▶ _Required task a_
Count the lines of the records that contain the string "green", treating case as significant. Give only the number.

────────

Feb 10, 2023

Project update 33 of 39

Xous 0.9.12: FIDO2.1 Residential Keys, Kernel Improvements, USB Mass Storage and More!

by bunnie

I was thinking we’d be light on new features due to the holidays, but I was wrong! Our development community has rallied, and we’ve got a nice list of compelling improvements in this release.

`vault` Upgrade to FIDO2.1

The vault application has been upgraded from FIDO2.0 to FIDO2.1. The most significant user-facing improvement is support for "residential keys" on Precursor. In other words, if your SSH client is up-to-date, you can store SSH private keys on Precursor, instead of leaving it laying around in your .ssh/ folder. This allows you to "carry your keys" with you, allowing one to login using a less-trusted computer, without having to install a copy of your private keys on that machine.

If you’re running some flavor of Linux, you can generate such an SSH key by plugging in your Precursor and running

ssh-keygen -t ed25519-sk -O resident

If you haven’t already set a PIN on your device, you need to do that first, using the following command:

fido2-token -S /dev/hidraw0 (or whatever the path is to your device, consult dmesg)

If you’re using openSSH, you’ll need a version later than 8.3 or so for this to work. Note that many distros are still pushing out versions older than that, so if your SSH complains about -O resident being an unrecognized option, that’s probably why.

In addition to supporting residential keys, the vault application migrates your existing authenticator database to a new schema. The purpose of the migration is to make future upgrades of our OpenSK port much easier.

The migration should be seamless; if you encounter issues, you can always downgrade to an older version of Xous and your original database will be unscathed. Please open an issue if you do encounter a migration problem.

────────

▶ _Required task b_
According to the Xous 0.9.12 release notes, which FIDO version does the vault application now support?

(Coordinate annotation records)

────────

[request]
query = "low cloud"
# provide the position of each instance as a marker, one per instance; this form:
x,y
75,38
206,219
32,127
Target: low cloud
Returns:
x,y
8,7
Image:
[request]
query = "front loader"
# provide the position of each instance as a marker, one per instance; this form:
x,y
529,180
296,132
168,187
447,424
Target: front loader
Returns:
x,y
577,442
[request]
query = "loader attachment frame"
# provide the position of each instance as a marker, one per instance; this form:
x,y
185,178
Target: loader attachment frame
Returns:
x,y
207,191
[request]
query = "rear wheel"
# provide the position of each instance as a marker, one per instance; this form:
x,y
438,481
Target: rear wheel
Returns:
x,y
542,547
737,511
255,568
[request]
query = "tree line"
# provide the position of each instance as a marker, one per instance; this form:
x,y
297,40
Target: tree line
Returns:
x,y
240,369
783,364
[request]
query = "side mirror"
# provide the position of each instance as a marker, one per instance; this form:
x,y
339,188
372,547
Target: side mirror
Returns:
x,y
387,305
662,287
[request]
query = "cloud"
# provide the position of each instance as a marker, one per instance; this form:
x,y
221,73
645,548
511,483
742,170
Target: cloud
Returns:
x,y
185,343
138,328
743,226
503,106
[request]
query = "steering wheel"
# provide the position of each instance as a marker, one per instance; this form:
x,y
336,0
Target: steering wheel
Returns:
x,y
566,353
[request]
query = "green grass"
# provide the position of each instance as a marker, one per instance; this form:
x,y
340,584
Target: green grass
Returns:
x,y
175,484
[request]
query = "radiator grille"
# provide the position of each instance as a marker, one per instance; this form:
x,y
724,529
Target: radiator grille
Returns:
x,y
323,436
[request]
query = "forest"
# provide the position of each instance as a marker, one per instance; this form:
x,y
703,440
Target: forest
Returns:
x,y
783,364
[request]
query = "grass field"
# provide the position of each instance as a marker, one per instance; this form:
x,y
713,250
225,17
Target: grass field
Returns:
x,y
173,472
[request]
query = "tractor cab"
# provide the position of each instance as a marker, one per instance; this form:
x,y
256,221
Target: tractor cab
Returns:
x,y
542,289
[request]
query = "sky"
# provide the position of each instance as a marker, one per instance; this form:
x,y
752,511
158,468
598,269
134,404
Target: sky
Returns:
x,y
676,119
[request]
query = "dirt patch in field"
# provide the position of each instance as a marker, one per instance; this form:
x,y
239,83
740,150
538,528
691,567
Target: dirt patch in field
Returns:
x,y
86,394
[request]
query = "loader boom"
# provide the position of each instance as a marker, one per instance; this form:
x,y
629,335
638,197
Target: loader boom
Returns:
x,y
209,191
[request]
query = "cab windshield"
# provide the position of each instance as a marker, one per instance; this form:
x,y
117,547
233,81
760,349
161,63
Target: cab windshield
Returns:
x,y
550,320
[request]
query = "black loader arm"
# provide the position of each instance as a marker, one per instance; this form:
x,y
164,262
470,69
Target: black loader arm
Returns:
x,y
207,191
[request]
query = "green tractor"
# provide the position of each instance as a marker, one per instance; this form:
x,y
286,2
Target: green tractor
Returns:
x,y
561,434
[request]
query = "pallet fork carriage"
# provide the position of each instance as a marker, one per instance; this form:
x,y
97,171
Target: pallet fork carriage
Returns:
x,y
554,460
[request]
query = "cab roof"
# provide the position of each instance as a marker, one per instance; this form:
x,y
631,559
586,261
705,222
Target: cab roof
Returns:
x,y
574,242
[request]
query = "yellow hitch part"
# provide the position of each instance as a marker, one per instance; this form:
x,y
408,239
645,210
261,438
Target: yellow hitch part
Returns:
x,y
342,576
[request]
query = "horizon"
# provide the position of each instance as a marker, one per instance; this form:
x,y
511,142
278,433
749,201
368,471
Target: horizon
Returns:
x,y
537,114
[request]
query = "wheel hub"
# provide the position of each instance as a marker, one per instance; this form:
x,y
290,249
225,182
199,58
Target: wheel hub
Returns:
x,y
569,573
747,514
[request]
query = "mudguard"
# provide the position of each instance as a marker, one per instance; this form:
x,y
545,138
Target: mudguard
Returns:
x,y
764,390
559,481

────────

▶ _Final result a_
4

▶ _Final result b_
FIDO2.1